* Work instruction
Print every line of the listing below, starting with the line that holds "Can you find the ornate" and going on through the line that holds "Can you find the bride and", both included, and print nothing else.

* Available data

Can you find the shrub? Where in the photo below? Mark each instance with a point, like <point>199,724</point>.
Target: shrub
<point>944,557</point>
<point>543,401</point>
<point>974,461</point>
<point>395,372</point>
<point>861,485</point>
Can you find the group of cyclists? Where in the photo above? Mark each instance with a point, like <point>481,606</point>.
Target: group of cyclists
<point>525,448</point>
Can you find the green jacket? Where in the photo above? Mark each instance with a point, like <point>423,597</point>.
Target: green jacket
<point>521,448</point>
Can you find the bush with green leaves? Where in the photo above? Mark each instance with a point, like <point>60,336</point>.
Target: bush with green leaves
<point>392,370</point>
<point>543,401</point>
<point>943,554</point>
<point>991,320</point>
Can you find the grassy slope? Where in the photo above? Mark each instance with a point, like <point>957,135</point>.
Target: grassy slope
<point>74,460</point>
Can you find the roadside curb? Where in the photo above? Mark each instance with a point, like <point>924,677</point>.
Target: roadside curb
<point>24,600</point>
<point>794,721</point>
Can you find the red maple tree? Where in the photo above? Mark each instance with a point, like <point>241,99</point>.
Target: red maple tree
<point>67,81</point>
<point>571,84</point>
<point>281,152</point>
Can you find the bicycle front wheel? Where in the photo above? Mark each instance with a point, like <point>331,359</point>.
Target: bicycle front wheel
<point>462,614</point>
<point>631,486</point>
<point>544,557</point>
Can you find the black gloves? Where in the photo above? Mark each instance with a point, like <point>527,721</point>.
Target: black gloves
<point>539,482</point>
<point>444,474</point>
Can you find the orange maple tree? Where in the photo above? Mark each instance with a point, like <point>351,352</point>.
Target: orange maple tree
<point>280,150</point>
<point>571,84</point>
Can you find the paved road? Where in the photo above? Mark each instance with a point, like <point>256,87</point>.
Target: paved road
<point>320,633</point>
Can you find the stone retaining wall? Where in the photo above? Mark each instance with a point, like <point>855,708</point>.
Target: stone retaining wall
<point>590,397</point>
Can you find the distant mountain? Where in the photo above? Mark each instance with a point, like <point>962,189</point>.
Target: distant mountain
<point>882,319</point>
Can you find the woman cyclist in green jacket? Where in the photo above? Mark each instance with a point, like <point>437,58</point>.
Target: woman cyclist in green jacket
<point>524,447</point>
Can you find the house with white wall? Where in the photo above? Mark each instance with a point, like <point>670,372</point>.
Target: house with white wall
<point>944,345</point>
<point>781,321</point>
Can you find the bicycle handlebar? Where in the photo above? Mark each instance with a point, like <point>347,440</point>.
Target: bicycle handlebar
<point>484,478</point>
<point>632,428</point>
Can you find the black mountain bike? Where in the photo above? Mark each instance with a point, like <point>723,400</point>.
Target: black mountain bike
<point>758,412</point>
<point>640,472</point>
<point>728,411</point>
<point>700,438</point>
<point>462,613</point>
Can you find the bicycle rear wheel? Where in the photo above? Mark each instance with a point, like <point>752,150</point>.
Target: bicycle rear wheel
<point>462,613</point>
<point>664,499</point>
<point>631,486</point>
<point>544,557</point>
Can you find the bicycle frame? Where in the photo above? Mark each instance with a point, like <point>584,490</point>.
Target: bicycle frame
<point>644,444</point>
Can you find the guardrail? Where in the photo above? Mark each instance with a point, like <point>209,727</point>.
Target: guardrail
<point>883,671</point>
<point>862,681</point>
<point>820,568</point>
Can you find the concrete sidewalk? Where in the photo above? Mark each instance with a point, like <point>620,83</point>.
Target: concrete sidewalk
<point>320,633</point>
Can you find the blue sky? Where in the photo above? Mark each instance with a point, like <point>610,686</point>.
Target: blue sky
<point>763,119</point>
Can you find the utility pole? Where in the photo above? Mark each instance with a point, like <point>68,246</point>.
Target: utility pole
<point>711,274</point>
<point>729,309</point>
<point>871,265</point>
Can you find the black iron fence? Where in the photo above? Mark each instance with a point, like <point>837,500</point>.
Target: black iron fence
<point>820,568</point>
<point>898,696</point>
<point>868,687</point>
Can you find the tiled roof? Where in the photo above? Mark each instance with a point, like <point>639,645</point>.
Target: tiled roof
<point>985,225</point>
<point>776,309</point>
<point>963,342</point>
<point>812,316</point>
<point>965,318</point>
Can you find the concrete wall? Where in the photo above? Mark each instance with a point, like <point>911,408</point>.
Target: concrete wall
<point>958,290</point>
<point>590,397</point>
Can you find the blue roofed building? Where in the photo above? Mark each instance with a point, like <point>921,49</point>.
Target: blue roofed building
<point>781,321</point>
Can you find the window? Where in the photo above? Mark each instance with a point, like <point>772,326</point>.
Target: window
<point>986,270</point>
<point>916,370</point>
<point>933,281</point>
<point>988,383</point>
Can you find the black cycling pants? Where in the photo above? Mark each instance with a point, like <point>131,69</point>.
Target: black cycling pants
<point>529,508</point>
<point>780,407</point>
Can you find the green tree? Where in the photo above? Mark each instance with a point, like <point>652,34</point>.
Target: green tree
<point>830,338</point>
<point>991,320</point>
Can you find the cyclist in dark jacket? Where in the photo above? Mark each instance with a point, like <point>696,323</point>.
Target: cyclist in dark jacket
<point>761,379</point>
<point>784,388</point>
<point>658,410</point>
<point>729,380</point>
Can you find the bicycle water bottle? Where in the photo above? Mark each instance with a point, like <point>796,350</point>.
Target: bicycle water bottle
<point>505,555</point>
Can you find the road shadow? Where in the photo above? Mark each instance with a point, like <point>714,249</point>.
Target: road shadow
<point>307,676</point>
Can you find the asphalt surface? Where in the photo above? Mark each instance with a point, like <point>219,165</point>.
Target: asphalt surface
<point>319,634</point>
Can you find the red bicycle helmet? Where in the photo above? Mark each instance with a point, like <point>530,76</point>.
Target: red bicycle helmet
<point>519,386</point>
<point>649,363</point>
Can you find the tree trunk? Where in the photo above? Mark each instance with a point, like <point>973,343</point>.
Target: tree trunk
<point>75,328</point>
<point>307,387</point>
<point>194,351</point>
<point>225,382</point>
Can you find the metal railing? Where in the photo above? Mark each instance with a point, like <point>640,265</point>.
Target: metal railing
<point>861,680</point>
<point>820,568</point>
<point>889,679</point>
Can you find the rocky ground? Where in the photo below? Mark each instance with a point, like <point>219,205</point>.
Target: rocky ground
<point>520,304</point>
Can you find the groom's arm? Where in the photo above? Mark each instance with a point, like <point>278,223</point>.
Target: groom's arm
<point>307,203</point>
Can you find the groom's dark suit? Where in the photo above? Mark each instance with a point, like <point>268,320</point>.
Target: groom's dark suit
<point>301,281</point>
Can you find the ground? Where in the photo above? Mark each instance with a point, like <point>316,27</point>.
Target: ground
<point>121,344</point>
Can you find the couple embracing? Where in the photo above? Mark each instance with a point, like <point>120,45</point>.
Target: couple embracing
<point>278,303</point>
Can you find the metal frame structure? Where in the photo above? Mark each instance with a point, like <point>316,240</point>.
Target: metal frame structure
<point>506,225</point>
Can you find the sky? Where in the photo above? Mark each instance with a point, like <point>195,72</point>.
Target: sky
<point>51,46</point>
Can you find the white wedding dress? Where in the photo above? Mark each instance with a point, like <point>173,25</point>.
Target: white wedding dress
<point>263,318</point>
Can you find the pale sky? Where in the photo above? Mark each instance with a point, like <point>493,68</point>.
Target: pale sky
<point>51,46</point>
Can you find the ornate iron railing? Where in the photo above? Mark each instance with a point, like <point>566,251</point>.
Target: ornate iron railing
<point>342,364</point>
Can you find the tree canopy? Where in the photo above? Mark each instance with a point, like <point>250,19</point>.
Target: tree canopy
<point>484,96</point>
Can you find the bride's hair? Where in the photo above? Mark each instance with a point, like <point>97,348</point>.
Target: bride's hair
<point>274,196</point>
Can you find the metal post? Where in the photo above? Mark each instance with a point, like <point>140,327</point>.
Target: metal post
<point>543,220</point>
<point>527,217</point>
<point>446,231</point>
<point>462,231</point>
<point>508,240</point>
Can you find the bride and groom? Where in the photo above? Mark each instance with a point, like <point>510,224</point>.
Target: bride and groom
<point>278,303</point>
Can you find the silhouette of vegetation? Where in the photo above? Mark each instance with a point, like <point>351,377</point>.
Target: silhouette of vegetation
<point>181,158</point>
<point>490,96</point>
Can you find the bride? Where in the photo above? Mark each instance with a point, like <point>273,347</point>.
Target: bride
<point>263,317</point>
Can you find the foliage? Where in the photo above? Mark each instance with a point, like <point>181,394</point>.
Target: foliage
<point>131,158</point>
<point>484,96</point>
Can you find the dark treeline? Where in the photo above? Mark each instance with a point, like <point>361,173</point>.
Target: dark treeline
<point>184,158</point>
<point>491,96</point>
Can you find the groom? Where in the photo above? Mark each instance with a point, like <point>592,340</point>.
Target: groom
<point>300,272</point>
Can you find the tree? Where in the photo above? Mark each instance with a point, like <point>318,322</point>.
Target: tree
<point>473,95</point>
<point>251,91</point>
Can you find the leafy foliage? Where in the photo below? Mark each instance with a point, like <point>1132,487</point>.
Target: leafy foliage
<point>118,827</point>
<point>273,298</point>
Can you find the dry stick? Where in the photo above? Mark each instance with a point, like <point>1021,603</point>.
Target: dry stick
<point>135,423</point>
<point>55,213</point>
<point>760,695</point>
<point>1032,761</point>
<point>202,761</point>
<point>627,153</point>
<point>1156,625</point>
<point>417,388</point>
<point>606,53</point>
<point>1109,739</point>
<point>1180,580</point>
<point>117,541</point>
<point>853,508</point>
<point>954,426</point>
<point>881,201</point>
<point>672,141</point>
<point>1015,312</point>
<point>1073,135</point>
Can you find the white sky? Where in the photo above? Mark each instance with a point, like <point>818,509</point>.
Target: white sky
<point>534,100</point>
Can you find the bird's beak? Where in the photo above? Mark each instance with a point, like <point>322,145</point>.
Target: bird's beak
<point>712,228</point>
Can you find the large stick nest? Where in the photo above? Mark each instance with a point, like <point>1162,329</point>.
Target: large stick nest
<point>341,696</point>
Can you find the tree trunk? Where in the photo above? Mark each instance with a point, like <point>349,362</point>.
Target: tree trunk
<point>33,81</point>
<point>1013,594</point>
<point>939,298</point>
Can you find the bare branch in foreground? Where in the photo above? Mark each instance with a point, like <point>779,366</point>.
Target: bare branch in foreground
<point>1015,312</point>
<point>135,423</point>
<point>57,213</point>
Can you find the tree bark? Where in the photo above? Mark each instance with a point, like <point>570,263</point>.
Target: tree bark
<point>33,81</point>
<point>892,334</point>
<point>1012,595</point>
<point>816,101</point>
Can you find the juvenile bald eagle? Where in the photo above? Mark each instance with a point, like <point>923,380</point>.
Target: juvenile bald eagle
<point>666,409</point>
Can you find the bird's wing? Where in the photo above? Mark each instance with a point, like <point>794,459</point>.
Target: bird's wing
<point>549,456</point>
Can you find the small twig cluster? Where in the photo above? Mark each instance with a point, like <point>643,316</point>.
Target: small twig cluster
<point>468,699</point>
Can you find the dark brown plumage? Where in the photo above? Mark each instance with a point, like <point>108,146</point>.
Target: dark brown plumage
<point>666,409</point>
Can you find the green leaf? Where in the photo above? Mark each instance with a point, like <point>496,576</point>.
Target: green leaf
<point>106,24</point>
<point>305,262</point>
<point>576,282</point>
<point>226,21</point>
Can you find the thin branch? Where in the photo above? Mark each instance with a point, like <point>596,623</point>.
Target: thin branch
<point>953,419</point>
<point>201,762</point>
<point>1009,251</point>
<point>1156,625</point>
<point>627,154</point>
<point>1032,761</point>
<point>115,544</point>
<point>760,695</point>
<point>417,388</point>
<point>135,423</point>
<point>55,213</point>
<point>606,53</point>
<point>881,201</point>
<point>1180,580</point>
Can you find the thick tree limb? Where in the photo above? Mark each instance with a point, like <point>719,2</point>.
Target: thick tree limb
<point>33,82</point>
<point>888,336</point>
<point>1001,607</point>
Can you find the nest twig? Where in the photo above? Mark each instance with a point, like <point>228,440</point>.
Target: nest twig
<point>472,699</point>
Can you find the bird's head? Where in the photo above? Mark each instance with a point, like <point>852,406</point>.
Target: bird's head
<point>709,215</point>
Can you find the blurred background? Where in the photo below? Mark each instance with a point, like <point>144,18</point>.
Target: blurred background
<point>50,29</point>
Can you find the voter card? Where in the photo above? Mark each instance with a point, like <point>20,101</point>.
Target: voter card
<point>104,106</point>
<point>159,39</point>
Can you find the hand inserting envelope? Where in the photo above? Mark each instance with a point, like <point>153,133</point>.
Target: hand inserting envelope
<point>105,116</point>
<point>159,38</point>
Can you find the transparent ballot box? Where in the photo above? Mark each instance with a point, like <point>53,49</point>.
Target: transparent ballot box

* Answer section
Can you find the ornate iron railing? Where in the photo above? Mark each instance with a point, like <point>566,251</point>.
Target: ornate iron railing
<point>342,364</point>
Can you find the tree canopy? Where in the photo above? Mark each instance with a point, like <point>250,19</point>.
Target: tree canopy
<point>484,96</point>
Can you find the bride's hair? Where in the photo above? Mark each instance with a point, like <point>97,348</point>.
Target: bride's hair
<point>274,196</point>
Can you find the metal post? Where in the photo above? Mark each instance with a point, like <point>140,327</point>.
Target: metal post
<point>543,220</point>
<point>527,217</point>
<point>446,231</point>
<point>462,231</point>
<point>508,240</point>
Can you find the bride and groom? Where in the photo above? Mark each instance with a point, like <point>510,224</point>.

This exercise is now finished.